• **Рабочее задание**: Какого числа министр финансов Е. Ф. Канкрин сделал доклад Николаю I, о котором говорится в тексте об обращении иностранной монеты?

Сам же глава министерства финансов Е. Ф. Канкрин смотрел на проблему обращения иностранной монеты так же, как и на простонародные курсы и лаж. Он считал их обусловленными социальным фактором, созданными деятельностью спекулянтов и менял, не требующих риска и кардинальных перемен в финансовом устройстве. Свои мысли министр финансов ясно изложил в докладе Николаю I, сделанном 14 мая 1834 г.: «1. При возрастающем благосостоянии России без сомнения народные сделки требуют большей массы денег. Недостаток их по мере потребности и при выгодной заграничной торговле, постепенно дополняется иностранной монетой. Сие имеет место уже многие годы; разность состоит только в том, что прежде иностранная монета поступала на Монетный двор для перечекана, а в течение последних годов спекуляторы, с помощью простонародных курсов и пользуясь легковерием простого народа, а часто обманывая и притесняя оный, успели пустить сию монету в общее обращение по высшей против ее достоинства цене, каковое превосходство у французских 20-ти франковых монет составляет до 16-ти копеек золотом. Злоупотребление другого рода состоит в том, что в Москве платили простому народу маловесными червонцами или так называемыми арабчиками, что, однако, должно признать обстоятельством отдельным… 4. Хождение иностранной монеты само по себе не есть важное неудобство, особливо теперь, когда обращение их более и более уравнивается с их достоинством, и главные убытки уже понесены. Вся запутанность в денежном обращении происходит от простонародных курсов, то есть, что серебряному рублю не дается курс биржевой, а умственный с прибавлением лажа на ассигнации, хотя, впрочем, по расчету простонародные курсы подходят весьма близко к биржевым» 3.

• **Исходные данные**:
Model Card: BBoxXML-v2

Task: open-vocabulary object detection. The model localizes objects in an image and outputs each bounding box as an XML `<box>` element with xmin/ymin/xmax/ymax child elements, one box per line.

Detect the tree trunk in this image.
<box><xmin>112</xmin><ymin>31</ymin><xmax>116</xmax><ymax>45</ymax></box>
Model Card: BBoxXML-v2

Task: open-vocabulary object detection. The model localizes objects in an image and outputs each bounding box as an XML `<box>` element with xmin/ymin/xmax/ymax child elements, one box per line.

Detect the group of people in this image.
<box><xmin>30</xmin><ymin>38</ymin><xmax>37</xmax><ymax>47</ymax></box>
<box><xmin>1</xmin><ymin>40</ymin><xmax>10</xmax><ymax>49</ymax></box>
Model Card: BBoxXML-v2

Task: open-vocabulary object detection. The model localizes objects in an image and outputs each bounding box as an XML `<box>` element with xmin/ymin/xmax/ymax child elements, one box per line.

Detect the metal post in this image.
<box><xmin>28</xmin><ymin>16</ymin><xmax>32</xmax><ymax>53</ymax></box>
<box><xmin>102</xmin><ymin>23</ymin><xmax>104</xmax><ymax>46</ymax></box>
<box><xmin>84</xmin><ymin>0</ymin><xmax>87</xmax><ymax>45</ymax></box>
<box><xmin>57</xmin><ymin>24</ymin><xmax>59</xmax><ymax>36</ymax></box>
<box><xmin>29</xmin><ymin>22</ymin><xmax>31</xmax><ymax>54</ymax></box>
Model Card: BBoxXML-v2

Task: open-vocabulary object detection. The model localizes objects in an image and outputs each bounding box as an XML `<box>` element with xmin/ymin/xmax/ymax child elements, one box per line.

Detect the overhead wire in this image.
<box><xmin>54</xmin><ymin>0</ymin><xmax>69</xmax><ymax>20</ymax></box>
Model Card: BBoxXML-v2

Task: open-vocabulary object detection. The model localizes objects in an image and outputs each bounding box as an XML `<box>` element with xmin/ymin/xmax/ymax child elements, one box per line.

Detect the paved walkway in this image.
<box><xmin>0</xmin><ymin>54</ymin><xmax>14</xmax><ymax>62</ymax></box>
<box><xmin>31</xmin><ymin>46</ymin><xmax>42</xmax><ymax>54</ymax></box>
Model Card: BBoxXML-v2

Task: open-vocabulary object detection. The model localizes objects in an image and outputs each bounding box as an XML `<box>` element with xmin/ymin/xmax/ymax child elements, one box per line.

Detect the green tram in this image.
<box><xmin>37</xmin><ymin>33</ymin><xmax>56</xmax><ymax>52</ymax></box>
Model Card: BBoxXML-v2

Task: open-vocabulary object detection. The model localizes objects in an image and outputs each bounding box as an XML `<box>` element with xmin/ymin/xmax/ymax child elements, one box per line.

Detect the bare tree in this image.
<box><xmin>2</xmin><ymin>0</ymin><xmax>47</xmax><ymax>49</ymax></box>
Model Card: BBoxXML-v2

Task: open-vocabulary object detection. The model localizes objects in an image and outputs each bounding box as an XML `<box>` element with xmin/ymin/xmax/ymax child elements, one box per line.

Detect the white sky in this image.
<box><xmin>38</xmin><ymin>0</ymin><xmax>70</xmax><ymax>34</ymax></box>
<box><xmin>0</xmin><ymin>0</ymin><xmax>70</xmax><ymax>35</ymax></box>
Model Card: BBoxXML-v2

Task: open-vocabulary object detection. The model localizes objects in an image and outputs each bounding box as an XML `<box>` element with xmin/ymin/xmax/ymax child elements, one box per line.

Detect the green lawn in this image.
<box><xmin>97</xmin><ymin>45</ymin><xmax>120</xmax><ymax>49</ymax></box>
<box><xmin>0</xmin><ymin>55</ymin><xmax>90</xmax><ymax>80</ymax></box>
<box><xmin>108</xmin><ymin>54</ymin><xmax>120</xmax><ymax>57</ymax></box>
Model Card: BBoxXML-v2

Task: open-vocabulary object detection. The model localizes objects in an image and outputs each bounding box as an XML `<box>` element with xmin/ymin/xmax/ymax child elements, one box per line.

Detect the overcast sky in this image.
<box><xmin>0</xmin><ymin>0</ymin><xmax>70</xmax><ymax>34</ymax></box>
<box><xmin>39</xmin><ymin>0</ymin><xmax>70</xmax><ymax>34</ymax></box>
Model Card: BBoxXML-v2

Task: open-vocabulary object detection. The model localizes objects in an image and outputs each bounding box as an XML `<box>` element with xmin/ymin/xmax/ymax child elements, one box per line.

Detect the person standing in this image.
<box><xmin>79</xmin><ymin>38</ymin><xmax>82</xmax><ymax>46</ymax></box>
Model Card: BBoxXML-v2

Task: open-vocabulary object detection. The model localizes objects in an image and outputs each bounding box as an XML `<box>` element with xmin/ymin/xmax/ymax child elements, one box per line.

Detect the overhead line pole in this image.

• **Ваше решение**: 14 мая 1834 г.